### Task to complete
Return exactly the lines from the one bearing "Would you mind indicating the window" through the last, and no others. Pictures must be left out.

--- Start Provided records ---

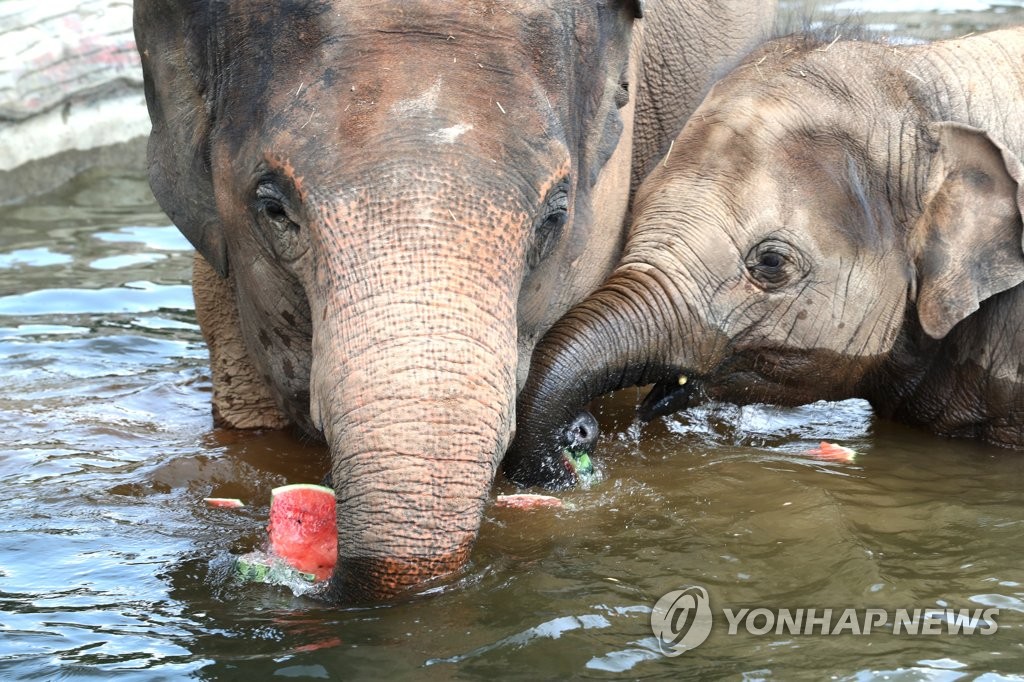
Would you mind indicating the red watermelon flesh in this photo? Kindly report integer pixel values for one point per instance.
(303, 527)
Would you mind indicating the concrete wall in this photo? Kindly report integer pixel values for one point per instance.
(71, 91)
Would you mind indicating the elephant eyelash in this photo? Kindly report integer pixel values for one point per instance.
(548, 228)
(772, 263)
(281, 232)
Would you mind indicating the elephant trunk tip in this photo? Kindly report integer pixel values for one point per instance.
(365, 580)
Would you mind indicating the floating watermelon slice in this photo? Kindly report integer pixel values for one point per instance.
(526, 501)
(833, 453)
(230, 503)
(303, 527)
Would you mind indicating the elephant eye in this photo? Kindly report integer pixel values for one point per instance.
(772, 263)
(281, 232)
(548, 228)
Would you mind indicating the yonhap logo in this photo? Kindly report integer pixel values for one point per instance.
(681, 620)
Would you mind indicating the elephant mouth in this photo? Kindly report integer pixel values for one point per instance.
(670, 395)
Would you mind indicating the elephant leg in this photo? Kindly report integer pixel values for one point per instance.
(242, 398)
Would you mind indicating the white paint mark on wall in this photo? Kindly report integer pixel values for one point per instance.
(450, 135)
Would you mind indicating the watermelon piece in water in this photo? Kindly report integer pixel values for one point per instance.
(833, 453)
(303, 527)
(526, 501)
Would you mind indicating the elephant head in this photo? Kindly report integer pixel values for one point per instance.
(810, 237)
(400, 193)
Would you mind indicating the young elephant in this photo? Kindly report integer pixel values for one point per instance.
(836, 220)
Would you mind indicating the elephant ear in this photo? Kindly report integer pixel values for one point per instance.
(173, 40)
(967, 245)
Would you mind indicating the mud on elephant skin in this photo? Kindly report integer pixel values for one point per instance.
(833, 223)
(391, 203)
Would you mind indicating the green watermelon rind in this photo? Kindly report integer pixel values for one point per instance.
(312, 487)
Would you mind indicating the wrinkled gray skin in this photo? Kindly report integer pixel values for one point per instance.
(835, 221)
(392, 202)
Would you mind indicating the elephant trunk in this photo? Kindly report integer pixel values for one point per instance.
(414, 388)
(611, 340)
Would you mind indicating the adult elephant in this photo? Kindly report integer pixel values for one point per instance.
(391, 202)
(818, 237)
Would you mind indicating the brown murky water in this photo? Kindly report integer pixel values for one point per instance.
(110, 564)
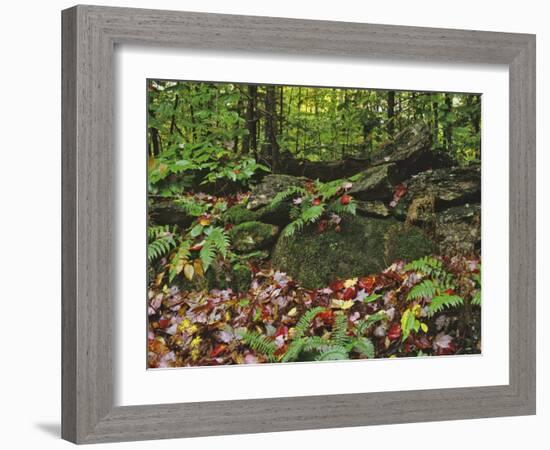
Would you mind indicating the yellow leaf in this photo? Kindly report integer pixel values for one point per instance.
(189, 271)
(342, 304)
(197, 265)
(204, 221)
(158, 279)
(351, 282)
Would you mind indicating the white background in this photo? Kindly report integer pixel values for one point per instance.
(135, 385)
(30, 225)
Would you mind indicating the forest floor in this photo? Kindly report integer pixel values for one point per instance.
(376, 316)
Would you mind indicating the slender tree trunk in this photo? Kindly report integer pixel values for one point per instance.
(435, 111)
(391, 112)
(250, 141)
(173, 121)
(270, 130)
(448, 130)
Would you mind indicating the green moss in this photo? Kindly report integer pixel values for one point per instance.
(238, 214)
(363, 246)
(241, 278)
(249, 236)
(407, 242)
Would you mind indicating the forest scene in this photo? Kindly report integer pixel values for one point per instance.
(293, 223)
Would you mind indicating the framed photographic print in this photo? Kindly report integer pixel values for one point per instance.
(307, 209)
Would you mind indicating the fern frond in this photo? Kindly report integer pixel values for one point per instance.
(260, 343)
(333, 353)
(220, 240)
(160, 246)
(207, 253)
(442, 302)
(425, 289)
(178, 258)
(339, 334)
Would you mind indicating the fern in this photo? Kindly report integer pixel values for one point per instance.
(442, 302)
(308, 215)
(178, 259)
(260, 343)
(333, 353)
(161, 242)
(306, 320)
(339, 335)
(217, 241)
(425, 289)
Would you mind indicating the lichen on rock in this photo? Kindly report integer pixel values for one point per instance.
(253, 235)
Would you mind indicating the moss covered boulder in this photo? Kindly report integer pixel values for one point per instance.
(263, 193)
(239, 214)
(458, 230)
(362, 246)
(250, 236)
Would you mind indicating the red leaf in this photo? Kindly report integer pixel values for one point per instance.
(422, 342)
(394, 332)
(326, 316)
(337, 285)
(282, 331)
(349, 293)
(345, 199)
(367, 283)
(217, 350)
(322, 226)
(164, 323)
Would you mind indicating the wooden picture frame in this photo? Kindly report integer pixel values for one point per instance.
(90, 34)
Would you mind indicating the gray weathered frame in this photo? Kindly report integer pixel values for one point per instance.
(89, 36)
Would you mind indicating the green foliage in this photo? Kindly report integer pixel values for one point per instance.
(311, 205)
(338, 346)
(260, 343)
(425, 289)
(161, 241)
(216, 242)
(443, 301)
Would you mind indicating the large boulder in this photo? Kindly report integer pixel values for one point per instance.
(361, 247)
(411, 151)
(375, 183)
(263, 193)
(443, 188)
(250, 236)
(458, 230)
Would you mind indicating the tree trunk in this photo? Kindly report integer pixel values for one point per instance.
(391, 112)
(270, 131)
(448, 132)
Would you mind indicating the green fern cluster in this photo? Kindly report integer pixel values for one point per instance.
(434, 288)
(260, 343)
(160, 241)
(337, 347)
(323, 198)
(216, 242)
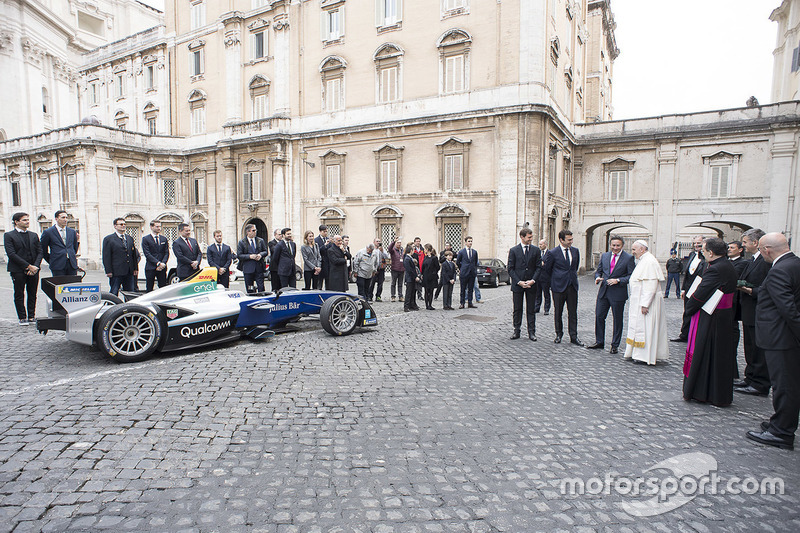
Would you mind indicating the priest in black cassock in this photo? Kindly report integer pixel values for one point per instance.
(711, 349)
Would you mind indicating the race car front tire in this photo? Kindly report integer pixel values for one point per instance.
(129, 332)
(339, 315)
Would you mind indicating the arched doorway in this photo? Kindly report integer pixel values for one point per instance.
(261, 228)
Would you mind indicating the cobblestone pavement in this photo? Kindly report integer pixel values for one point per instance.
(429, 422)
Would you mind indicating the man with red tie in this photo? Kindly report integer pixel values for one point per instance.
(612, 275)
(187, 252)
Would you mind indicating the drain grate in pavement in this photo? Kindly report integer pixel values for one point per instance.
(476, 318)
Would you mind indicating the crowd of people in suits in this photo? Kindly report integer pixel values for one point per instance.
(719, 288)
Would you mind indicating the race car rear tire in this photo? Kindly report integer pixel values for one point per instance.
(108, 297)
(339, 315)
(129, 332)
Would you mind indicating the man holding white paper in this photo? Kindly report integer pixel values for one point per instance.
(647, 323)
(711, 350)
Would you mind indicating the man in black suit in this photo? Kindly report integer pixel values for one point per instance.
(284, 255)
(695, 265)
(24, 260)
(120, 259)
(323, 242)
(778, 333)
(155, 248)
(187, 252)
(274, 279)
(60, 246)
(543, 283)
(251, 252)
(524, 262)
(219, 256)
(756, 375)
(467, 263)
(562, 266)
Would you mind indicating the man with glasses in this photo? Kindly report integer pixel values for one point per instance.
(120, 259)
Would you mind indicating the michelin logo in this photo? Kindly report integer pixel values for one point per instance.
(189, 332)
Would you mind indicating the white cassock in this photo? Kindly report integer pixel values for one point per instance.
(647, 334)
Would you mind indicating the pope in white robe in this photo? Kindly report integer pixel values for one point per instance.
(647, 324)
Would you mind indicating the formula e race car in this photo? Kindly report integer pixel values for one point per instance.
(195, 312)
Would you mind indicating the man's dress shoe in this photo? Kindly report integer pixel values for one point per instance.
(765, 437)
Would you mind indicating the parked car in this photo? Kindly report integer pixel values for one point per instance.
(492, 272)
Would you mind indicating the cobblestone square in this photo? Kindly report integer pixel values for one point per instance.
(425, 423)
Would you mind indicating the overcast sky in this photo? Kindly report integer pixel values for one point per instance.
(687, 55)
(691, 55)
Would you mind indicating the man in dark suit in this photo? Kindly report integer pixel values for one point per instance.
(543, 283)
(284, 255)
(274, 279)
(60, 246)
(24, 260)
(467, 263)
(187, 252)
(524, 262)
(219, 256)
(613, 274)
(695, 265)
(778, 333)
(251, 252)
(323, 242)
(120, 259)
(155, 248)
(756, 375)
(562, 266)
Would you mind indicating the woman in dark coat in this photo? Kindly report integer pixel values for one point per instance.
(430, 275)
(711, 351)
(337, 269)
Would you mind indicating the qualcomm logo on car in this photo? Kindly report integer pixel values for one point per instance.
(189, 332)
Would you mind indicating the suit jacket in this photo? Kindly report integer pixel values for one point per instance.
(623, 269)
(688, 277)
(251, 266)
(283, 256)
(185, 256)
(754, 273)
(58, 254)
(778, 309)
(120, 258)
(155, 252)
(522, 269)
(467, 267)
(219, 259)
(23, 249)
(562, 274)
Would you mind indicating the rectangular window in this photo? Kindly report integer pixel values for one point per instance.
(388, 85)
(120, 85)
(170, 195)
(259, 45)
(332, 24)
(196, 66)
(333, 180)
(454, 74)
(389, 176)
(454, 172)
(333, 94)
(252, 186)
(150, 77)
(130, 189)
(198, 120)
(720, 181)
(199, 191)
(198, 13)
(618, 184)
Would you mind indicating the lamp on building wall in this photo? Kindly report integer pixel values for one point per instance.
(303, 156)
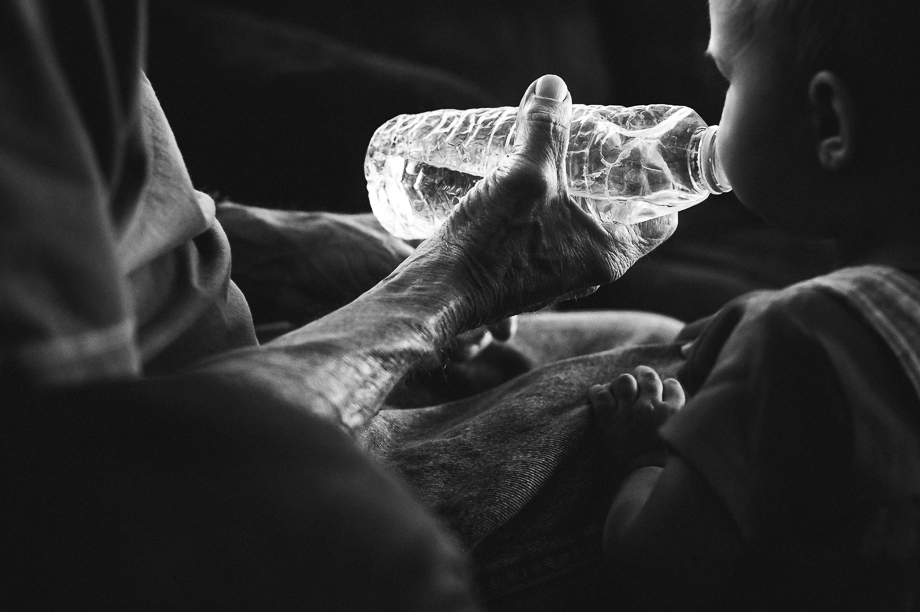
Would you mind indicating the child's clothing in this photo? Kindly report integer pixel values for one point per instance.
(804, 417)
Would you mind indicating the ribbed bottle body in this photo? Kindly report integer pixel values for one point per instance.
(623, 164)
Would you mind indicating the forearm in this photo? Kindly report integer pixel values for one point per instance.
(344, 365)
(628, 502)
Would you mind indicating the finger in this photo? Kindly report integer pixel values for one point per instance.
(504, 330)
(469, 344)
(650, 387)
(625, 389)
(673, 394)
(542, 128)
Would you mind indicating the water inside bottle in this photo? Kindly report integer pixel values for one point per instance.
(412, 198)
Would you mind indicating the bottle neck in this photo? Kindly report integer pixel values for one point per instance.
(706, 171)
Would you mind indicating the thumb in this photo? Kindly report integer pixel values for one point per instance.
(543, 122)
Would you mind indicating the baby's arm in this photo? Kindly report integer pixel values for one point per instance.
(629, 412)
(668, 542)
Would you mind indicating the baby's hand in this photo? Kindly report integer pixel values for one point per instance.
(629, 412)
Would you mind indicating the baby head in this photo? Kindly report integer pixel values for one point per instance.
(816, 88)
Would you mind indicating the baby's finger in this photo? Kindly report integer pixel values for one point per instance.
(625, 389)
(650, 387)
(673, 394)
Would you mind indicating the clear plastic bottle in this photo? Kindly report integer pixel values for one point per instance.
(624, 165)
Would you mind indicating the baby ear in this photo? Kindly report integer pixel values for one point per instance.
(834, 120)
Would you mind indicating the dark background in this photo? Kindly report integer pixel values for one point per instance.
(273, 103)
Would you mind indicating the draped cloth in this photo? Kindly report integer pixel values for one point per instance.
(515, 474)
(107, 253)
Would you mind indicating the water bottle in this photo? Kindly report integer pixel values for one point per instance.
(624, 165)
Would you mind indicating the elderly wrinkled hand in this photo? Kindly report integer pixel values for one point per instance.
(517, 241)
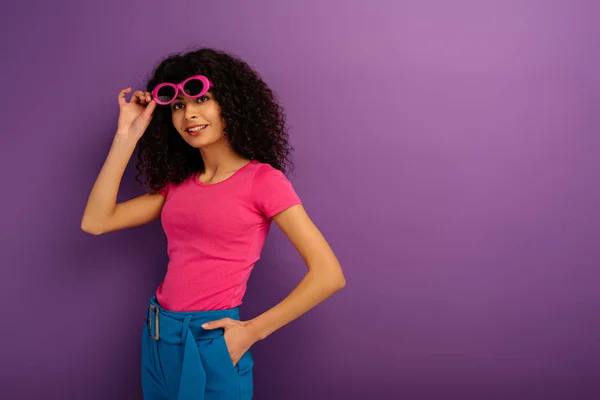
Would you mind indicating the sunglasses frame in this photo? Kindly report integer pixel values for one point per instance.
(179, 87)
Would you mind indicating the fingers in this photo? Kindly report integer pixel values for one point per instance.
(149, 111)
(122, 94)
(221, 323)
(138, 97)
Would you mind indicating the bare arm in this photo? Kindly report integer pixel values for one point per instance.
(102, 214)
(323, 279)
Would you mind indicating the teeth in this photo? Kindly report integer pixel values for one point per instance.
(197, 129)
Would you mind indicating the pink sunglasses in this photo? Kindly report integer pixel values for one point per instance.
(193, 87)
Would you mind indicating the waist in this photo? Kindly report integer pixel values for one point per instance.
(173, 326)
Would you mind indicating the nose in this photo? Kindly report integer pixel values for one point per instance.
(191, 112)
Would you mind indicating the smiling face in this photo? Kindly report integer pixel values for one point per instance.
(198, 121)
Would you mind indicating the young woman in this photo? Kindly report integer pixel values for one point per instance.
(213, 149)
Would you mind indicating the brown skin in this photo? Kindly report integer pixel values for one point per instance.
(102, 215)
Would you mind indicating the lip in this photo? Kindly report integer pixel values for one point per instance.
(194, 126)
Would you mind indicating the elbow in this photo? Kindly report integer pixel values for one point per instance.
(336, 282)
(90, 227)
(340, 283)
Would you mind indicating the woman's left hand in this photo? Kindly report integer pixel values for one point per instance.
(238, 336)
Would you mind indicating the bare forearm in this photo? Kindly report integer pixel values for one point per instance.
(313, 289)
(103, 196)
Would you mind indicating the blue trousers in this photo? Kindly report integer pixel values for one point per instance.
(183, 361)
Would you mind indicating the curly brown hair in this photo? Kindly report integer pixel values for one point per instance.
(255, 121)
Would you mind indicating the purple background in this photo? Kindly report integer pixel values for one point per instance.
(447, 149)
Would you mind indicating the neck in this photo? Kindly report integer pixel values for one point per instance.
(220, 157)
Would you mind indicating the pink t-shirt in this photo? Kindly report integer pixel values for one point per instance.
(215, 234)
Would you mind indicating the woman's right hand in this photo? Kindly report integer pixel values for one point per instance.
(135, 115)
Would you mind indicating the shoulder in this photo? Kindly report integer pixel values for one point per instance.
(267, 175)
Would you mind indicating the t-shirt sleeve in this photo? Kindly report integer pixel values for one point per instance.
(272, 192)
(164, 190)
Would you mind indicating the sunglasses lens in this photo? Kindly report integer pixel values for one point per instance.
(193, 87)
(166, 93)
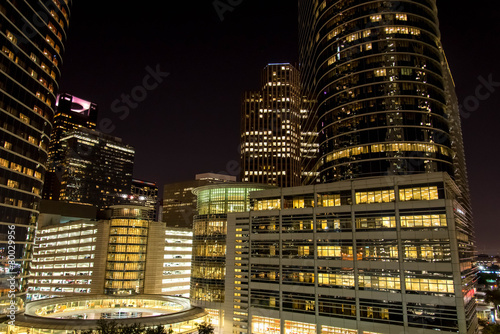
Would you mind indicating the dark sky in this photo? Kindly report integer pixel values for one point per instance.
(189, 123)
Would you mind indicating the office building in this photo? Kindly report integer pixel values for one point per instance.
(97, 168)
(378, 76)
(374, 255)
(30, 67)
(270, 129)
(168, 270)
(179, 202)
(143, 193)
(71, 114)
(129, 253)
(385, 244)
(214, 203)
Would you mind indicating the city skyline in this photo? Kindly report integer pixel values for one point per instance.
(203, 44)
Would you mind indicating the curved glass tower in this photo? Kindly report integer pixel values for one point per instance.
(128, 240)
(383, 103)
(375, 70)
(32, 38)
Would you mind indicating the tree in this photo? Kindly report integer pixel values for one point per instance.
(491, 329)
(205, 328)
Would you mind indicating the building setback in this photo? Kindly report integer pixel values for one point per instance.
(29, 73)
(270, 129)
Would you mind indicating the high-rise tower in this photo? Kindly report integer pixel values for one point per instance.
(96, 168)
(270, 129)
(376, 73)
(32, 37)
(72, 113)
(384, 244)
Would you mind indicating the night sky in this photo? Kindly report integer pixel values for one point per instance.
(188, 122)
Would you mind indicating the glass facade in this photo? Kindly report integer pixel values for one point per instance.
(63, 260)
(32, 38)
(208, 271)
(385, 253)
(381, 97)
(97, 169)
(71, 114)
(270, 129)
(379, 87)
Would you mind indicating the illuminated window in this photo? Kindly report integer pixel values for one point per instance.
(330, 200)
(12, 184)
(419, 194)
(429, 285)
(402, 17)
(261, 325)
(268, 204)
(377, 196)
(423, 221)
(337, 330)
(299, 327)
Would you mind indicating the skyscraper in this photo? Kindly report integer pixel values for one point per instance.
(270, 129)
(208, 271)
(96, 168)
(71, 113)
(179, 202)
(376, 73)
(32, 38)
(385, 243)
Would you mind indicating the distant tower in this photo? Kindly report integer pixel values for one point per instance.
(96, 168)
(72, 113)
(270, 129)
(32, 42)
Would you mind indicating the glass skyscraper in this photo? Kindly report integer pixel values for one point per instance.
(384, 243)
(32, 39)
(270, 129)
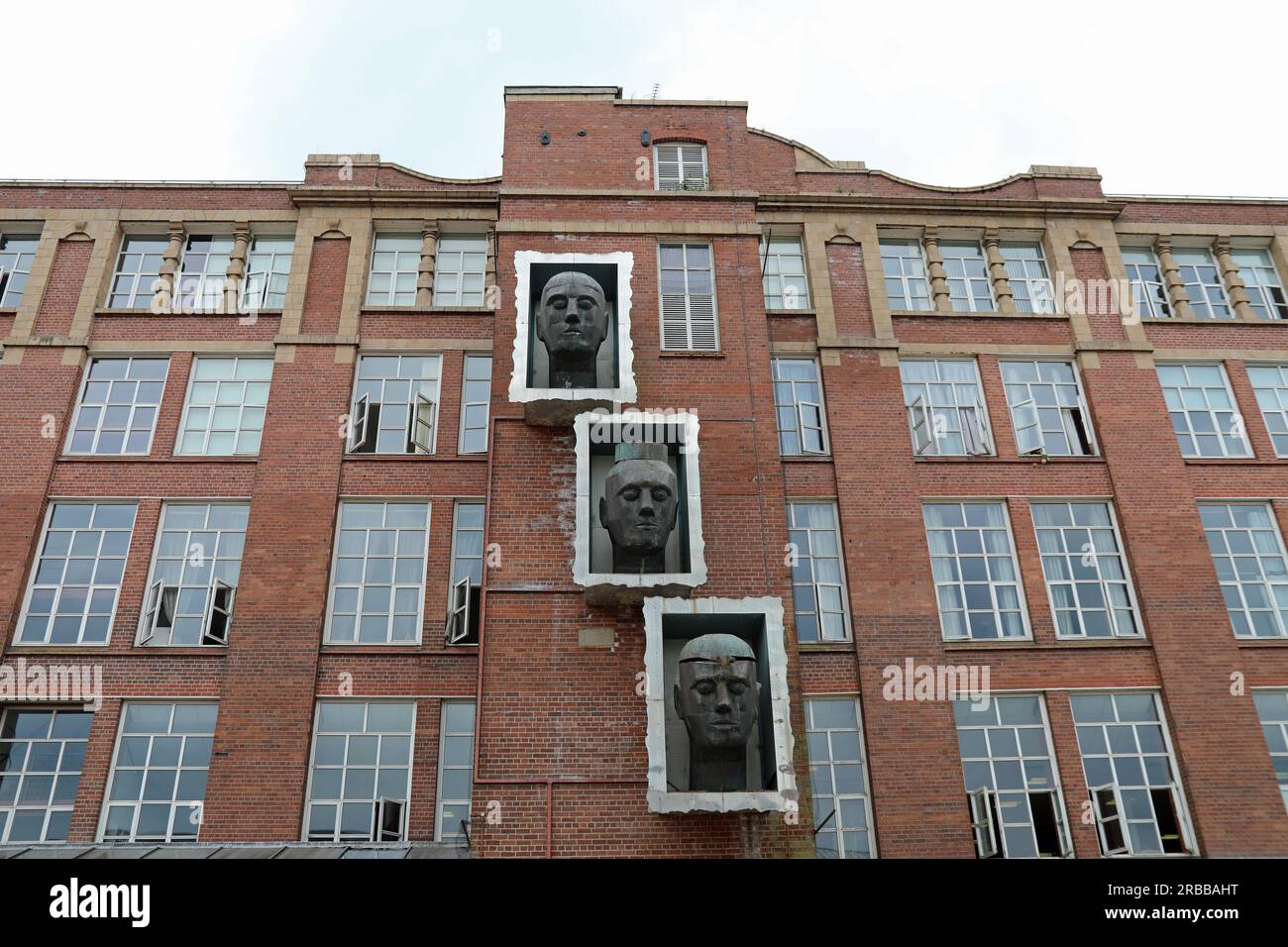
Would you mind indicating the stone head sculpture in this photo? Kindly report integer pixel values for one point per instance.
(717, 696)
(639, 506)
(572, 324)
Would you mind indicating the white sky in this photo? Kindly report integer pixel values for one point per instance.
(1162, 98)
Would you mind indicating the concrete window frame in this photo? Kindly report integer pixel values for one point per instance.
(559, 405)
(609, 586)
(785, 796)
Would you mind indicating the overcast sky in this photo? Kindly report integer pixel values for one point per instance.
(1168, 98)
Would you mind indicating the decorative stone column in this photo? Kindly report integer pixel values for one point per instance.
(997, 272)
(935, 268)
(1176, 294)
(235, 275)
(1234, 286)
(168, 273)
(428, 257)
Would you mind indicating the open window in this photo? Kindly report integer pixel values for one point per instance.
(459, 613)
(420, 433)
(364, 421)
(219, 613)
(922, 433)
(387, 822)
(1107, 805)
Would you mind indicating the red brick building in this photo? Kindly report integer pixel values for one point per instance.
(1022, 436)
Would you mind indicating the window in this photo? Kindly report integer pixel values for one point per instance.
(1203, 412)
(77, 574)
(16, 257)
(1026, 272)
(818, 574)
(782, 263)
(1249, 560)
(119, 406)
(1273, 711)
(905, 266)
(465, 596)
(842, 806)
(158, 788)
(945, 407)
(42, 754)
(688, 296)
(1086, 574)
(224, 410)
(1261, 279)
(969, 285)
(377, 583)
(394, 405)
(1270, 384)
(1203, 283)
(977, 575)
(460, 268)
(268, 268)
(799, 401)
(360, 783)
(476, 399)
(455, 771)
(394, 269)
(1146, 282)
(681, 167)
(1047, 410)
(204, 272)
(1127, 762)
(138, 268)
(194, 571)
(1012, 784)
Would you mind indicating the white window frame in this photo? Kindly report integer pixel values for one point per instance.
(1034, 420)
(866, 795)
(174, 801)
(905, 277)
(954, 265)
(443, 733)
(467, 403)
(1260, 277)
(463, 245)
(798, 405)
(137, 275)
(154, 596)
(98, 428)
(361, 408)
(1276, 393)
(793, 501)
(990, 796)
(983, 434)
(996, 611)
(1270, 583)
(366, 702)
(1235, 411)
(390, 295)
(802, 300)
(1176, 789)
(240, 405)
(688, 296)
(393, 582)
(1034, 274)
(9, 809)
(683, 180)
(263, 263)
(35, 565)
(1100, 579)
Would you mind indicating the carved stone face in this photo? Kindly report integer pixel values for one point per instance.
(574, 316)
(716, 692)
(639, 505)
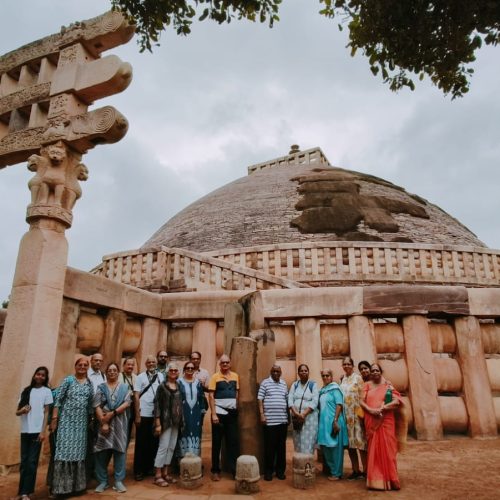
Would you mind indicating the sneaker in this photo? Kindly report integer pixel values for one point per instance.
(119, 487)
(101, 487)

--- End Provided records ---

### Written response
Would you mind indicating the window in this photo? Kindly report integer pixel values for one point per instance.
(1203, 412)
(77, 574)
(16, 257)
(1026, 272)
(818, 574)
(782, 263)
(1249, 560)
(119, 406)
(1273, 711)
(905, 266)
(465, 596)
(842, 806)
(158, 788)
(945, 407)
(42, 754)
(688, 296)
(1086, 574)
(224, 410)
(1261, 279)
(969, 285)
(377, 583)
(394, 405)
(1270, 384)
(1203, 283)
(977, 575)
(460, 268)
(268, 268)
(799, 401)
(360, 783)
(476, 399)
(455, 771)
(394, 269)
(1146, 282)
(681, 167)
(1047, 410)
(204, 272)
(1127, 762)
(138, 268)
(194, 571)
(1012, 784)
Would you mind indicating the white window frame in this photo? Kindly report integer pixel values for one point per instance.
(1034, 420)
(866, 795)
(174, 801)
(905, 277)
(954, 265)
(443, 733)
(467, 403)
(1260, 277)
(463, 245)
(798, 405)
(137, 275)
(154, 596)
(98, 428)
(361, 408)
(1276, 393)
(793, 501)
(990, 796)
(983, 434)
(996, 611)
(1270, 583)
(366, 702)
(1235, 411)
(390, 295)
(802, 300)
(1176, 789)
(240, 405)
(688, 296)
(393, 582)
(1034, 274)
(9, 809)
(683, 180)
(263, 263)
(35, 565)
(1100, 579)
Would you mind indicating the carved stone face in this photo? Kindly report integer pixel values for one point per instance.
(574, 316)
(716, 692)
(639, 505)
Would you mind indicating the sneaker in this photo? Kindly report integer pixel values for one point per instance.
(119, 487)
(101, 487)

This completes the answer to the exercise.